Ainsi, bien que partageant une origine commune, la cérémonie du thé en Chine et au Japon reflète les nuances de leurs cultures et philosophies respectives. En Chine, l’expérience est centrée sur l’art de la dégustation du thé, qui valorise la diversité des saveurs et des méthodes de préparation dans une variété d’environnements. Au Japon, le chanoyu est une expression profonde d’un chemin spirituel, où chaque élément du rituel est chargé de signification, en vue d’atteindre une harmonie intérieure et un état contemplatif.

La cérémonie du thé est également présente dans d’autres pays asiatiques, avec ses propres traditions et significations. En Corée, la cérémonie du thé, connue sous le nom de Darye, met l’accent sur la simplicité et les saveurs naturelles du thé. S’il existe des traces très anciennes d’offrande de thé aux divinités, la tradition coréenne du thé s’est notamment développée durant la période Joseon (1392–1910). Au Vietnam, la culture du thé, fortement influencée par ses voisins, est une activité sociale et détendue. La tradition vietnamienne du thé, bien que moins formalisée en tant que cérémonie, est une partie intégrante de la vie quotidienne depuis des siècles. Cette évolution de la cérémonie du thé démontre comment une pratique peut être adaptée et transformée par différentes cultures, chacune apportant sa propre interprétation et ses valeurs, enrichissant ainsi la tradition.

Si la « voie du thé » (chado ou sado) a perdu de sa profondeur spirituelle, la cérémonie du thé est toujours pratiquée de nos jours, tant dans ses pays d’Asie d’origine que dans le monde entier. Elle continue d’être une partie importante de la culture et de la tradition dans des pays comme le Japon, la Chine, et la Corée, où elle est enseignée comme une forme d’art et intégrée dans la vie quotidienne. En outre, l’intérêt croissant pour la méditation et la pleine conscience a contribué à une renaissance de la cérémonie du thé dans de nombreux autres pays, où elle est adoptée comme une pratique spirituelle et relaxante.

Matériaux, techniques, design et esthétique

 

Plongeons-nous dans l’univers technique de la fabrication de tasses et de théières. Quels ont été les premiers matériaux utilisés ?

Le grès et la porcelaine

Les civilisations ont d’abord utilisé le grès avant de développer la porcelaine. Le grès, connu depuis l’antiquité, était largement utilisé pour sa robustesse et sa capacité à retenir les liquides. Sa texture dense et non poreuse assure une excellente conservation de la chaleur et un maintien des arômes du thé.

TRAVAIL DEMANDÉ -
**1)** Recopiez mot pour mot le passage de l'article sur la cérémonie du thé qui commence aux mots « Ainsi, bien que » et s'arrête après « un état contemplatif. ».
**2)** Réécrivez uniquement les lignes des enregistrements allant de celle qui contient « For every instance of the man's » jusqu'à la fin des enregistrements, en remplaçant « wetsuit hood » par « diving hood » sans rien modifier d'autre.
L'article et les enregistrements proviennent de sources distinctes.

ENREGISTREMENTS À TRAITER -
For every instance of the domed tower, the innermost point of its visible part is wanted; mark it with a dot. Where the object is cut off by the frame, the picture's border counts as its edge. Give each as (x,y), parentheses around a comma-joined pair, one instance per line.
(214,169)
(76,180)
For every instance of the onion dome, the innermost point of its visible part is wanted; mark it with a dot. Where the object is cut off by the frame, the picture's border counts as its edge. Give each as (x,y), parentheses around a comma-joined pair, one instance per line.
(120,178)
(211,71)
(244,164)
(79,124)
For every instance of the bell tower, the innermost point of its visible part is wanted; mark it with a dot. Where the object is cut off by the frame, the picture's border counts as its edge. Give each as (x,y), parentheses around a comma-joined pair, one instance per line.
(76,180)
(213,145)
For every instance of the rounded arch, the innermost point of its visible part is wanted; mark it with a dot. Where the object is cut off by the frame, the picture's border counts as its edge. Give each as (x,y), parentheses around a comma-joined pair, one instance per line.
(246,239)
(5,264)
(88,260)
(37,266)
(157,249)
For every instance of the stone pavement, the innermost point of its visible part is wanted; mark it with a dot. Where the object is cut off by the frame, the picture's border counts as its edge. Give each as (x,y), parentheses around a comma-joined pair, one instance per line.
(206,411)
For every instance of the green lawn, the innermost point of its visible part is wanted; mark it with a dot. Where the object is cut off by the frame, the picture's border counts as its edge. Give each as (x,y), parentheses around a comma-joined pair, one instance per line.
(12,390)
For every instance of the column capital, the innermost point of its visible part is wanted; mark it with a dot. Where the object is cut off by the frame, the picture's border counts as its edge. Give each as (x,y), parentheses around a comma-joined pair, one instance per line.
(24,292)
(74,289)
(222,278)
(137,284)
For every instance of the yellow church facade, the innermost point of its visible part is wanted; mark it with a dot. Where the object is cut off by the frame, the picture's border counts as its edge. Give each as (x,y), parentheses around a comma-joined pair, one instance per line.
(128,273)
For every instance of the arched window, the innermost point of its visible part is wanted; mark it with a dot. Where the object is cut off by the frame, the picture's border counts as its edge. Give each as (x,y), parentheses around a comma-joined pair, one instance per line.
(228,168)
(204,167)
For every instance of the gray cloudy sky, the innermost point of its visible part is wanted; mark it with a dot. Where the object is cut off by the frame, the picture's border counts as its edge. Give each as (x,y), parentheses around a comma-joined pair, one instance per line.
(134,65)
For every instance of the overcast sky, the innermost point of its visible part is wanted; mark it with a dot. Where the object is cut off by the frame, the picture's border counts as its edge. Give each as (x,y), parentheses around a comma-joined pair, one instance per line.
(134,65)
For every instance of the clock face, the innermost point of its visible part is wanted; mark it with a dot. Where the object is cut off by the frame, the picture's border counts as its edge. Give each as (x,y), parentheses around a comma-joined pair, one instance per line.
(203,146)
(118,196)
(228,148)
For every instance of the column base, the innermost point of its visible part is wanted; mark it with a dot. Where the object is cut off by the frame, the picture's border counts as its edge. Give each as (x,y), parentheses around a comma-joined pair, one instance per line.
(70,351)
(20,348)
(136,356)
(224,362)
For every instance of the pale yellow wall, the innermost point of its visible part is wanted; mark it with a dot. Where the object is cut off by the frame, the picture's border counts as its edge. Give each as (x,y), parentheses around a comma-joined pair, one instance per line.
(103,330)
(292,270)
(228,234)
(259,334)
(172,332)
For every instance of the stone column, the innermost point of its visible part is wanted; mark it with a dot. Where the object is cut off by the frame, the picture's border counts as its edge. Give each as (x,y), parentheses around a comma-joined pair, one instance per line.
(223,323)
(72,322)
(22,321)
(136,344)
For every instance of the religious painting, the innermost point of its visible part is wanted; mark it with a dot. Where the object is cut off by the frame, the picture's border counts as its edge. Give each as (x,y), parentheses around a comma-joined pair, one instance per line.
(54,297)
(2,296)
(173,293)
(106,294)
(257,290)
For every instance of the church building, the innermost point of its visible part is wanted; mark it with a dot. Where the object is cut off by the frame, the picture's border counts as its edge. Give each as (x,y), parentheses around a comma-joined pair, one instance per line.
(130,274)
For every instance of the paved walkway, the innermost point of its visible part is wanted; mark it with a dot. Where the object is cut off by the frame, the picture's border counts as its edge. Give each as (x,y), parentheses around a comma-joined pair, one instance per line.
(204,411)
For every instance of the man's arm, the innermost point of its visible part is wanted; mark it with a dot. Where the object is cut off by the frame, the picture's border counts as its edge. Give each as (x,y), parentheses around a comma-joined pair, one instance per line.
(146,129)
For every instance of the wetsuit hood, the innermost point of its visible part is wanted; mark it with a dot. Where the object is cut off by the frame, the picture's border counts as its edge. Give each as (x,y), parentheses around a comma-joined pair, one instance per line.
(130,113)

CORRIGÉ -
**1)**
Ainsi, bien que partageant une origine commune, la cérémonie du thé en Chine et au Japon reflète les nuances de leurs cultures et philosophies respectives. En Chine, l’expérience est centrée sur l’art de la dégustation du thé, qui valorise la diversité des saveurs et des méthodes de préparation dans une variété d’environnements. Au Japon, le chanoyu est une expression profonde d’un chemin spirituel, où chaque élément du rituel est chargé de signification, en vue d’atteindre une harmonie intérieure et un état contemplatif.

**2)**
For every instance of the man's arm, the innermost point of its visible part is wanted; mark it with a dot. Where the object is cut off by the frame, the picture's border counts as its edge. Give each as (x,y), parentheses around a comma-joined pair, one instance per line.
(146,129)
For every instance of the diving hood, the innermost point of its visible part is wanted; mark it with a dot. Where the object is cut off by the frame, the picture's border counts as its edge. Give each as (x,y), parentheses around a comma-joined pair, one instance per line.
(130,113)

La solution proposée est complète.